Dataset records:
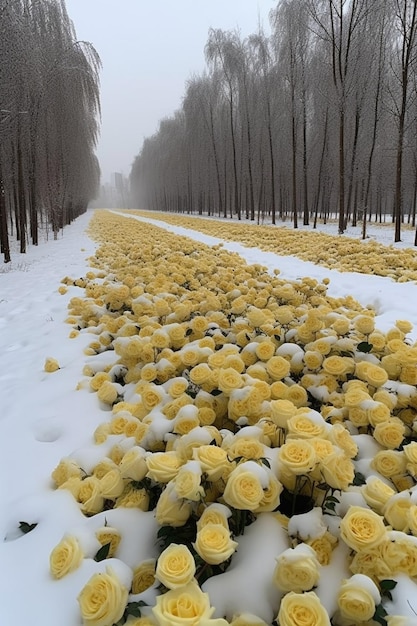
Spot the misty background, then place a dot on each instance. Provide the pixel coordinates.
(149, 49)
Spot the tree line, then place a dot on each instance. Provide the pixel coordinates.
(49, 109)
(316, 120)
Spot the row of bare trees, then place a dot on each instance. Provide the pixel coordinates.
(49, 104)
(317, 120)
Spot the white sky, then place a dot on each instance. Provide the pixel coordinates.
(149, 48)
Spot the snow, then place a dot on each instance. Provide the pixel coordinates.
(45, 418)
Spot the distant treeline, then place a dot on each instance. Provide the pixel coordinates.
(49, 102)
(317, 120)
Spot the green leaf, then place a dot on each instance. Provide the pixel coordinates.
(380, 615)
(103, 552)
(26, 528)
(359, 479)
(364, 346)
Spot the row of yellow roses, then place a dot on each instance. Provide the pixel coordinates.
(228, 389)
(345, 254)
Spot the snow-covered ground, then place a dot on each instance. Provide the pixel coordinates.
(45, 418)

Work required: Omit every picture, then write out the entries above exactly.

Answer space:
Spot the misty background, then place a dot on each instance. Provide the pixel coordinates.
(149, 49)
Spot the tree line, then place a dot on each instance. Provide the pixel coordinates.
(49, 109)
(316, 120)
Spot the row of bare trees, then place a dot on each instance. Provide the pixel coordinates.
(49, 104)
(317, 120)
Spot the white sky, then place a dot on each instance. Provide the pixel coordinates.
(149, 48)
Spot the snow, then place a dot on each instance. Provide the pixel coordinates.
(45, 418)
Spot the distant treeline, then place a dot on each instance. Provide the pixel coordinates.
(49, 102)
(317, 120)
Spot the green leaf, then place a dot on each instance. Provide the pixel coordinates.
(380, 615)
(103, 552)
(26, 528)
(359, 479)
(364, 346)
Spot the row of yellow roses, then place a dot on each instance. Provide the pixel coordinates.
(228, 389)
(345, 254)
Spot the snow-covered ground, then place a dot on each instance. Provide the pixel coordinates.
(45, 418)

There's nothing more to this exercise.